Copy out all the items below, swapping "bounding box" for "enclosing rectangle" wherever it occurs and changing nothing else. Leave the pictures out of your answer.
+---+
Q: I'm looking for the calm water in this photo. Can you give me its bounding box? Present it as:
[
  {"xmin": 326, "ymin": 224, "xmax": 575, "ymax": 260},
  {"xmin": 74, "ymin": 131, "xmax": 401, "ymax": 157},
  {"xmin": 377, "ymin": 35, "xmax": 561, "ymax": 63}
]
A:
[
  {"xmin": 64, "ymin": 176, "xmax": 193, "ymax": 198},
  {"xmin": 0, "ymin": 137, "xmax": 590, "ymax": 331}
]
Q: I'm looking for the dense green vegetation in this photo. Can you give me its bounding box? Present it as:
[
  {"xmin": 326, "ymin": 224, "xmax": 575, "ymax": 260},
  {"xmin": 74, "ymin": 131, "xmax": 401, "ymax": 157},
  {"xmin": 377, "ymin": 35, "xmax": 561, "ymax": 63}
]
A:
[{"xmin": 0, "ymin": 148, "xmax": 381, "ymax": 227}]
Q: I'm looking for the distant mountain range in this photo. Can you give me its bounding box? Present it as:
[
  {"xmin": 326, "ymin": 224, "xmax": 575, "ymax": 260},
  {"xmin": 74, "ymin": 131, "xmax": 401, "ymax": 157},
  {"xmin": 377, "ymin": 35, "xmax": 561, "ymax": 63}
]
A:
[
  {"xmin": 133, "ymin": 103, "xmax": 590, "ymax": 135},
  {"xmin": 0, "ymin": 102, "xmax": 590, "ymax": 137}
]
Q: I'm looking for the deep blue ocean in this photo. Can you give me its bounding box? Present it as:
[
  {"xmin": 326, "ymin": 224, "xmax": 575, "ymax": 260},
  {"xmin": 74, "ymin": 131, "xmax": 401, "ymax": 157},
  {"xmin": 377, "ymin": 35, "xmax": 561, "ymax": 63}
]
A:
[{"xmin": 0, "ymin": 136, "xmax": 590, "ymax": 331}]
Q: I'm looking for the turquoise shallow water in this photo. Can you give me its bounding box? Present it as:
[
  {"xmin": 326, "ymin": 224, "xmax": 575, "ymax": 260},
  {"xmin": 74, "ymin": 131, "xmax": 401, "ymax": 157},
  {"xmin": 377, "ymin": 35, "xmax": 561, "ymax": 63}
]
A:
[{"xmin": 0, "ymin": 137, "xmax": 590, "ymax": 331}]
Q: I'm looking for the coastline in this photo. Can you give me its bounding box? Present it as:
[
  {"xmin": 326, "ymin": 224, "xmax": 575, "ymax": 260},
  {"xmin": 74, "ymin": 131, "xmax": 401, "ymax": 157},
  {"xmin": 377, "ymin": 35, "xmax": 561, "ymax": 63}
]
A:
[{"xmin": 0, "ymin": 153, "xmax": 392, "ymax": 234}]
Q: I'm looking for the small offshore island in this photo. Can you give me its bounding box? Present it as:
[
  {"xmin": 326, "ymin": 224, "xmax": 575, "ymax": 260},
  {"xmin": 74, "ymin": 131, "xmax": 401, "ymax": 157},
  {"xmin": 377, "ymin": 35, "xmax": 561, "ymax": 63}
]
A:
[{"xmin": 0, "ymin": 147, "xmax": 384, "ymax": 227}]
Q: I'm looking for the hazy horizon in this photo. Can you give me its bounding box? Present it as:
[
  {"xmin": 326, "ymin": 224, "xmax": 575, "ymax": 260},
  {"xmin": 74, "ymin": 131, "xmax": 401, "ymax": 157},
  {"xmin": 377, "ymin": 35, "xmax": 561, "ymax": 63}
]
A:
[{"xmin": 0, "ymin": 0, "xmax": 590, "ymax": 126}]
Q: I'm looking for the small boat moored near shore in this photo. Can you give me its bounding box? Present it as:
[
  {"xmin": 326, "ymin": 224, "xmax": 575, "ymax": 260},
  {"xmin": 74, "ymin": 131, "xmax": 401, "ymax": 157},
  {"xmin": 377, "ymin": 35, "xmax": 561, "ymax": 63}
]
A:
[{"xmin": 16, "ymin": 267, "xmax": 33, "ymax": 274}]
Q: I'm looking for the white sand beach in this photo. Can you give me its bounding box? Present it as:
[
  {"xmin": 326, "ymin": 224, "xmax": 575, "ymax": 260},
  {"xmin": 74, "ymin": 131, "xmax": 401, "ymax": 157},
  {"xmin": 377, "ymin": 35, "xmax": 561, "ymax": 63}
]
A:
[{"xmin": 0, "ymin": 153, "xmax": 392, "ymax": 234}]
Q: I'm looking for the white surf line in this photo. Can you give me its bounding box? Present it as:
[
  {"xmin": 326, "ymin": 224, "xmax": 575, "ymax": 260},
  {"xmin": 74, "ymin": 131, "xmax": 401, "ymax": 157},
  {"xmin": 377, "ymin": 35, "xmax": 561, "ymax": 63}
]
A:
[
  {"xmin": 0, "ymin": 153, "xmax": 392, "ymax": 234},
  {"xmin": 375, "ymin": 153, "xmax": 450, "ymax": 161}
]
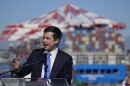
+---+
- [Task result]:
Q: I'm looking for the calm water in this photo. Can you give me its enclosing rectangle? Present it as:
[
  {"xmin": 326, "ymin": 224, "xmax": 575, "ymax": 260},
  {"xmin": 74, "ymin": 131, "xmax": 401, "ymax": 157},
  {"xmin": 377, "ymin": 35, "xmax": 561, "ymax": 63}
]
A:
[
  {"xmin": 64, "ymin": 176, "xmax": 193, "ymax": 198},
  {"xmin": 0, "ymin": 137, "xmax": 590, "ymax": 331}
]
Q: I'm looking for the dense green vegetation in this photo. Can you give me its enclosing rectangle? Present it as:
[
  {"xmin": 326, "ymin": 224, "xmax": 575, "ymax": 260},
  {"xmin": 74, "ymin": 131, "xmax": 401, "ymax": 157},
  {"xmin": 377, "ymin": 35, "xmax": 561, "ymax": 63}
]
A:
[{"xmin": 0, "ymin": 148, "xmax": 381, "ymax": 227}]
Q: I'm looking for the distant mountain range in this photo. Can you give me its enclosing rectangle? Present it as:
[
  {"xmin": 326, "ymin": 224, "xmax": 575, "ymax": 260},
  {"xmin": 74, "ymin": 131, "xmax": 401, "ymax": 157},
  {"xmin": 377, "ymin": 35, "xmax": 561, "ymax": 63}
]
A:
[
  {"xmin": 133, "ymin": 103, "xmax": 590, "ymax": 135},
  {"xmin": 0, "ymin": 102, "xmax": 590, "ymax": 137}
]
Q: I'm looking for the deep blue ocean in this photo. Can you give me its enclosing rectangle? Present it as:
[
  {"xmin": 326, "ymin": 224, "xmax": 575, "ymax": 260},
  {"xmin": 74, "ymin": 131, "xmax": 401, "ymax": 157},
  {"xmin": 377, "ymin": 35, "xmax": 561, "ymax": 63}
]
A:
[{"xmin": 0, "ymin": 136, "xmax": 590, "ymax": 331}]
Q: I'm looking for the turquoise shallow water in this photo. Can you give me its enclosing rectangle? Present it as:
[
  {"xmin": 326, "ymin": 224, "xmax": 575, "ymax": 260},
  {"xmin": 74, "ymin": 131, "xmax": 401, "ymax": 157},
  {"xmin": 377, "ymin": 35, "xmax": 561, "ymax": 63}
]
A:
[{"xmin": 0, "ymin": 137, "xmax": 590, "ymax": 331}]
Q: I'm looking for the coastline in this photo. Can you give me its enclosing rectangle? Present it as:
[
  {"xmin": 326, "ymin": 224, "xmax": 575, "ymax": 260},
  {"xmin": 74, "ymin": 131, "xmax": 401, "ymax": 157},
  {"xmin": 377, "ymin": 35, "xmax": 561, "ymax": 63}
]
A:
[{"xmin": 0, "ymin": 153, "xmax": 392, "ymax": 234}]
Q: I'm looking for the small offshore island in this photo. Can you give me its enclosing rectangle? Present it as:
[
  {"xmin": 326, "ymin": 224, "xmax": 575, "ymax": 260},
  {"xmin": 74, "ymin": 131, "xmax": 401, "ymax": 157},
  {"xmin": 377, "ymin": 35, "xmax": 561, "ymax": 63}
]
A:
[{"xmin": 0, "ymin": 147, "xmax": 384, "ymax": 227}]
Q: I'm looking for the hazy horizon in this photo. Can you give me its enclosing rectangle? Present it as:
[
  {"xmin": 326, "ymin": 224, "xmax": 575, "ymax": 260},
  {"xmin": 74, "ymin": 131, "xmax": 401, "ymax": 157},
  {"xmin": 377, "ymin": 35, "xmax": 561, "ymax": 63}
]
A:
[{"xmin": 0, "ymin": 0, "xmax": 590, "ymax": 126}]
Q: I'm looking for the small boat moored near shore in this photo. Can you give me its enclosing rectangle? Present it as:
[
  {"xmin": 326, "ymin": 224, "xmax": 575, "ymax": 260},
  {"xmin": 74, "ymin": 131, "xmax": 401, "ymax": 157},
  {"xmin": 377, "ymin": 35, "xmax": 561, "ymax": 63}
]
A:
[{"xmin": 16, "ymin": 267, "xmax": 33, "ymax": 274}]
Q: I'm looking for the white sand beach in this photo. Can you give me its enclosing rectangle? Present it as:
[
  {"xmin": 326, "ymin": 224, "xmax": 575, "ymax": 260},
  {"xmin": 74, "ymin": 131, "xmax": 401, "ymax": 157},
  {"xmin": 377, "ymin": 35, "xmax": 561, "ymax": 63}
]
A:
[{"xmin": 0, "ymin": 153, "xmax": 392, "ymax": 234}]
Q: I'm looking for the white surf line in this photo. Can you give me its enclosing rectangle? Present it as:
[
  {"xmin": 326, "ymin": 224, "xmax": 575, "ymax": 260},
  {"xmin": 74, "ymin": 131, "xmax": 401, "ymax": 157},
  {"xmin": 377, "ymin": 35, "xmax": 561, "ymax": 63}
]
A:
[
  {"xmin": 0, "ymin": 153, "xmax": 392, "ymax": 234},
  {"xmin": 375, "ymin": 153, "xmax": 450, "ymax": 161}
]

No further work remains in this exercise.